Your instructions: Extract each of the rows below that contains the string "metal", and reproduce every such row in full.

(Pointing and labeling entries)
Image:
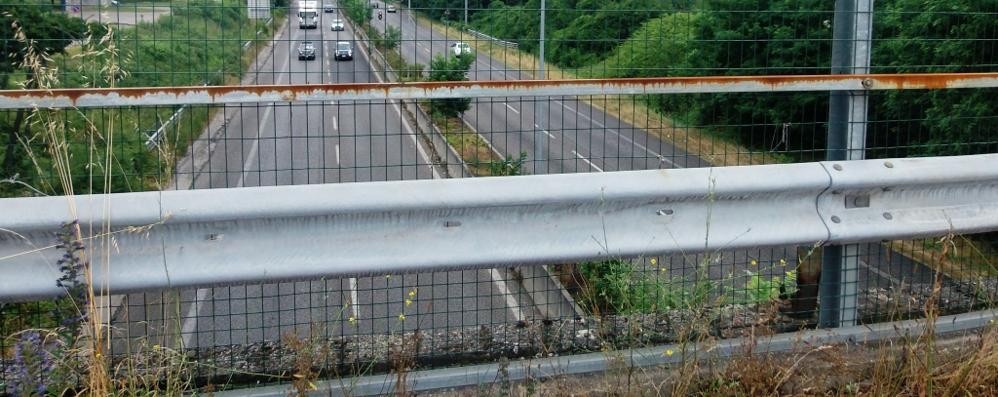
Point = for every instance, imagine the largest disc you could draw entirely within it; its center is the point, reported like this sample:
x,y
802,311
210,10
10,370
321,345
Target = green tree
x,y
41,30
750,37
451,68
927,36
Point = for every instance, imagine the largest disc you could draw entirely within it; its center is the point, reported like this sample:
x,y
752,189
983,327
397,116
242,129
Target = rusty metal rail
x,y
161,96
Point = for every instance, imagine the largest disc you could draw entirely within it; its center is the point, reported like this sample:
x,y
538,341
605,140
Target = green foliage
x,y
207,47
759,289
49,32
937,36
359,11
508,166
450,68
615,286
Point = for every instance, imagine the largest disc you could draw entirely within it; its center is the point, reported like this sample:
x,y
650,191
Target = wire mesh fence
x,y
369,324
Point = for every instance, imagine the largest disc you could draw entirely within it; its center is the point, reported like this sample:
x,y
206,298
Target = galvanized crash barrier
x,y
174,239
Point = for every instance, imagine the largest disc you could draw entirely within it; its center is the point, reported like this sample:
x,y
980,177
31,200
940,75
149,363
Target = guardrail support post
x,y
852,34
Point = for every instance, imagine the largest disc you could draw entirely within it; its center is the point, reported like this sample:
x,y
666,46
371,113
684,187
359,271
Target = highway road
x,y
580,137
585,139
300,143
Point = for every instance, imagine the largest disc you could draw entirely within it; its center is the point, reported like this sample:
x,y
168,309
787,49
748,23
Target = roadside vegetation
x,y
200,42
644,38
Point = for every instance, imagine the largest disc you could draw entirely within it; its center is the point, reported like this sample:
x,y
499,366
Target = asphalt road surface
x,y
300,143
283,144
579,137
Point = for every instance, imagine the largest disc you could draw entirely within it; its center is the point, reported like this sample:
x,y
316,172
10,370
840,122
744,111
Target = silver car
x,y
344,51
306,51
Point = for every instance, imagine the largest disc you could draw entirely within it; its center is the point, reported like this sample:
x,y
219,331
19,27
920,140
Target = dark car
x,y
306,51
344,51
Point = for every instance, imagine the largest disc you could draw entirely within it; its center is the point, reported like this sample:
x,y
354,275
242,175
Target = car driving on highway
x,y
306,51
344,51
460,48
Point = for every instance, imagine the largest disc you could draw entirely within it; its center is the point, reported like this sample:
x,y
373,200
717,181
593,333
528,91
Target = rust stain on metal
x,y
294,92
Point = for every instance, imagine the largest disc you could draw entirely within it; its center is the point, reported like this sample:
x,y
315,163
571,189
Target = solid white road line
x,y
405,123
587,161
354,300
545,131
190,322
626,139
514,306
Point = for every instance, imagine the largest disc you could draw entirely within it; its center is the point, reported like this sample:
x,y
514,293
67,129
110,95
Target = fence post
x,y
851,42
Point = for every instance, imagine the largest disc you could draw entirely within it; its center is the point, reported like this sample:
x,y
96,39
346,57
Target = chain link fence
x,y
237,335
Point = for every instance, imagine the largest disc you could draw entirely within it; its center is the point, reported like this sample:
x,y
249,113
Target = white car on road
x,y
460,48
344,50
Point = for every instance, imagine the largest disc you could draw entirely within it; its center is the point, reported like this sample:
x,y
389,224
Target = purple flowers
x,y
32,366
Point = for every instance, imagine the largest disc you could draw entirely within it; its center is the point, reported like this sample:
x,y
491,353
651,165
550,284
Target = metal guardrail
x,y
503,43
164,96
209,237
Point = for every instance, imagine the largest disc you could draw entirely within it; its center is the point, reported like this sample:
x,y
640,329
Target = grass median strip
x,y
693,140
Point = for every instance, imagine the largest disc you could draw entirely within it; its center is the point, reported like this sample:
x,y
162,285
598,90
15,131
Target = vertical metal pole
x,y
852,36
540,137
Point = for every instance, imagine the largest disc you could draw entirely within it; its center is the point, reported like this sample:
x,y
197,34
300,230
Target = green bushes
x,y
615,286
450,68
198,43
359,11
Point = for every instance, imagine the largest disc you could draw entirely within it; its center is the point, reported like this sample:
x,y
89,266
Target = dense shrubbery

* * *

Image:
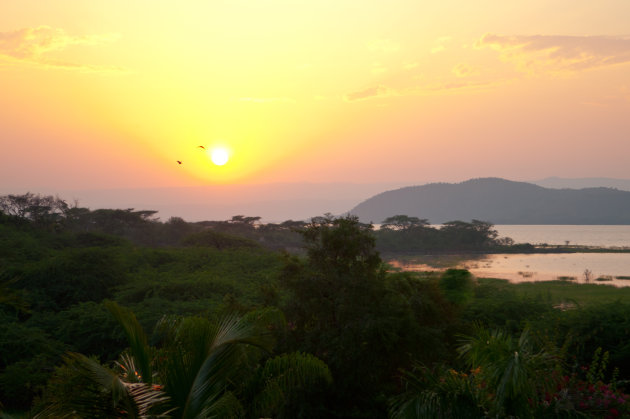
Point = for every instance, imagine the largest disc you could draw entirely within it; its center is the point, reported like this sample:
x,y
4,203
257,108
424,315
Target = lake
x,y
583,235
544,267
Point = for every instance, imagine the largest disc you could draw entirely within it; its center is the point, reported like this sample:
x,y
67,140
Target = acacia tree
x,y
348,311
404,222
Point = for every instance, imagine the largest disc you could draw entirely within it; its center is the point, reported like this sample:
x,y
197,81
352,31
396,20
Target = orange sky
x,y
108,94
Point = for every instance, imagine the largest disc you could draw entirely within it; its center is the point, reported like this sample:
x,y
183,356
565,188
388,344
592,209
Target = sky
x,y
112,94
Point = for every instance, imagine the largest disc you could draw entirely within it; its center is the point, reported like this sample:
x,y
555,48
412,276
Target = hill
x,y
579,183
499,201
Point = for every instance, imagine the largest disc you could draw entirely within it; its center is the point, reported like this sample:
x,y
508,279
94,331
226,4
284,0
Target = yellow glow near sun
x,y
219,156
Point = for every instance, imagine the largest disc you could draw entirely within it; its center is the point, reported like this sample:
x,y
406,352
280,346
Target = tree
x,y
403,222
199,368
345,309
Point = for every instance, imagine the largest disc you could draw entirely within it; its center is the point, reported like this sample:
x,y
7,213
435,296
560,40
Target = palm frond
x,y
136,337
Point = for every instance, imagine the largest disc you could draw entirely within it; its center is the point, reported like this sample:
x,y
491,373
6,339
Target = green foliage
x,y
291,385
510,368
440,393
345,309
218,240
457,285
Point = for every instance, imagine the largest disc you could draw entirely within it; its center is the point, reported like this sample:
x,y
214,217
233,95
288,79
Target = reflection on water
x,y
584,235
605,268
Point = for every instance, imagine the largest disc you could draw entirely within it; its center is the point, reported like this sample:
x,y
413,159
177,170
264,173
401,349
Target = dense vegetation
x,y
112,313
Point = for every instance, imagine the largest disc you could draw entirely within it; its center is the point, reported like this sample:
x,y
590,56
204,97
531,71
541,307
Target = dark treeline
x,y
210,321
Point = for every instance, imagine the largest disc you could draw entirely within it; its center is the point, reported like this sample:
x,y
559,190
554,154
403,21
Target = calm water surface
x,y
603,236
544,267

Worked solution:
Target = rusty metal rail
Target = rust stain on metal
Target = metal guardrail
Target = vertical metal pole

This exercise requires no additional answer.